§ **Texte**:
··········

Information & jeu vidéo : le newsgame est-il un mariage pertinent ou délirant ?

A première vue, que peut-il y avoir de commun entre un jeu vidéo et le traitement d’une information journalistique ? C’est pourtant cette question iconoclaste mais ô combien riche en perspectives nouvelles qu’une conférence du CFPJ Lab a choisi de traiter le 18 décembre dernier à Paris. Pour accroître l’interactivité et l’engagement des internautes, le journalisme en ligne n’hésite plus à emprunter du côté du jeu vidéo pour aborder des sujets d’actualité complexes mais essentiels.

En complément des web-documentaires qui gagnent du terrain dans la palette des formats journalistiques, le « newsgame » est également en train d’opérer une percée prometteuse dans l’univers du contenu éditorial diffusé par les médias. L’enjeu : élargir les formats journalistiques mais également capter des audiences souvent rétives aux approches traditionnelles des médias.

Carte d’identité du « newsgame »

··········

§ **Consignes**:
1) Relevez tous les objectifs que le texte sur le newsgame attribue au recours à ce format par les médias.
2) Rédigez la suite du texte sur le newsgame.

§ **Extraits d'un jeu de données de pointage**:

··········

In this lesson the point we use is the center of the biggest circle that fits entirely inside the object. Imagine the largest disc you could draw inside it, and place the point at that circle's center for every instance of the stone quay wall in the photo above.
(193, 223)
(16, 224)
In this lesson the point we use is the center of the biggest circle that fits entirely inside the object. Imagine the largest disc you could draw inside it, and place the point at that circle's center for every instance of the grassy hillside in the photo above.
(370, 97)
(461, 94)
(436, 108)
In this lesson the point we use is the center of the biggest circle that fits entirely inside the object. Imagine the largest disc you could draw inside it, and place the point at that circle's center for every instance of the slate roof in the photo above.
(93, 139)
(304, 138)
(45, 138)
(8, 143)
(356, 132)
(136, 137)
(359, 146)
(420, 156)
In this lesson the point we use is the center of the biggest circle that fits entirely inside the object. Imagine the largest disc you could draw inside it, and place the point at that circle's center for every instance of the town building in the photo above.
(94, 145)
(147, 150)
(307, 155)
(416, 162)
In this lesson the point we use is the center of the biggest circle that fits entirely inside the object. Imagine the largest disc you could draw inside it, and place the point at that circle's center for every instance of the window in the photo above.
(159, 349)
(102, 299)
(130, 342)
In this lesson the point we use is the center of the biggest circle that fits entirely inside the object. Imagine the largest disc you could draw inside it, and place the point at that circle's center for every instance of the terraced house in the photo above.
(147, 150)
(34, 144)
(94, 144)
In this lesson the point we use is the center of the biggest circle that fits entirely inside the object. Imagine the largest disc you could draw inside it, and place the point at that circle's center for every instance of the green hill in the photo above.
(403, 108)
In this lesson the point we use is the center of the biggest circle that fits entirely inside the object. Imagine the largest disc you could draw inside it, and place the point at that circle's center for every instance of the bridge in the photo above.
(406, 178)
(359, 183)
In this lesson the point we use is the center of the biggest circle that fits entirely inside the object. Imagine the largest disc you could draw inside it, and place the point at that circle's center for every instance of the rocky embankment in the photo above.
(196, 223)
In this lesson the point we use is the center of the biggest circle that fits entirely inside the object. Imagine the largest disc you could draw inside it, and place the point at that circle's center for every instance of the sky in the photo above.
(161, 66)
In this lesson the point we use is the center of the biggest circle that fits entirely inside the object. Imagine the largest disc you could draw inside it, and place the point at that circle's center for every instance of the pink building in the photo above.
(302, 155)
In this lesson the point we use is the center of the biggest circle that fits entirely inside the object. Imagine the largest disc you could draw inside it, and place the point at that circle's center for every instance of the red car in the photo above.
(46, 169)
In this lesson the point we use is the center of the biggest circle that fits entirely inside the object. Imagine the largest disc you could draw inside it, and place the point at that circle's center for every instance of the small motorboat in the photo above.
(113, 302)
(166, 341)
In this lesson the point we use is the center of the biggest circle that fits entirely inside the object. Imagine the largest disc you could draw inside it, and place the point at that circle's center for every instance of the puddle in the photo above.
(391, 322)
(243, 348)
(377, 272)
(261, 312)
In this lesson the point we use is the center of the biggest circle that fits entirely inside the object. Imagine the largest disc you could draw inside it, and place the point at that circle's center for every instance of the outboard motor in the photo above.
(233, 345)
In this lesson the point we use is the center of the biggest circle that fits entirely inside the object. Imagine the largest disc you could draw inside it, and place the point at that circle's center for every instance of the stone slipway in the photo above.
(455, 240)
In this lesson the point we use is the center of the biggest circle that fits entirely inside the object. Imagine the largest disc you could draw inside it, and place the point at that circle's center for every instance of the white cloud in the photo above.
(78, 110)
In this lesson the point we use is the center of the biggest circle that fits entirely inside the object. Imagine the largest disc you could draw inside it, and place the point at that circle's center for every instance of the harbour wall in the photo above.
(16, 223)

··········

§ **Corrigés**:
1)
- accroître l'interactivité et l'engagement des internautes
- élargir les formats journalistiques
- capter des audiences souvent rétives aux approches traditionnelles des médias

2)
Le newsroom est un dispositif ludique de mise en scène de l’information empruntant aux jeux vidéo ses codes cognitifs et procéduraux

Invité à témoigner lors de la conférence du CFPJ Lab, Olivier Mauco, ancien ingénieur d’études au CNRS aujourd’hui reconverti en concepteur de médias ludiques (tout en étant doctorant en sciences politiques – excusez du peu !), avait donné il y a quelque temps sur France Culture, une définition instructive du « newsgame » (1) : « C’est un dispositif ludique de mise en scène de l’information empruntant aux jeux vidéo ses codes cognitifs et procéduraux. Il s’inscrit dans la lignée des « serious games » , des applications développées à partir des technologies avancées du jeu vidéo, faisant appel aux mêmes approches de design et savoir-faire que le jeu classique (3D, temps réel, simulation d’objets, d’individus, d’environnements…) mais qui dépassent la dimension du divertissement ».

Qu’on ne s’y trompe effectivement pas ! Le « newsgame » n’est pas un énième avatar pour « gamer » accro forcené de la joystick ou de la console. S’il reprend clairement les ressorts ludiques et technologiques issus du jeu vidéo, il poursuit en revanche une visée assurément pédagogique et informative. Déjà dans les entreprises, les « serious games » ont l’ont précédé et fait leur apparition depuis quelques années pour former les salariés à des notions et des concepts pas toujours évidents à faire vivre et à transmettre de manière efficace et attrayante.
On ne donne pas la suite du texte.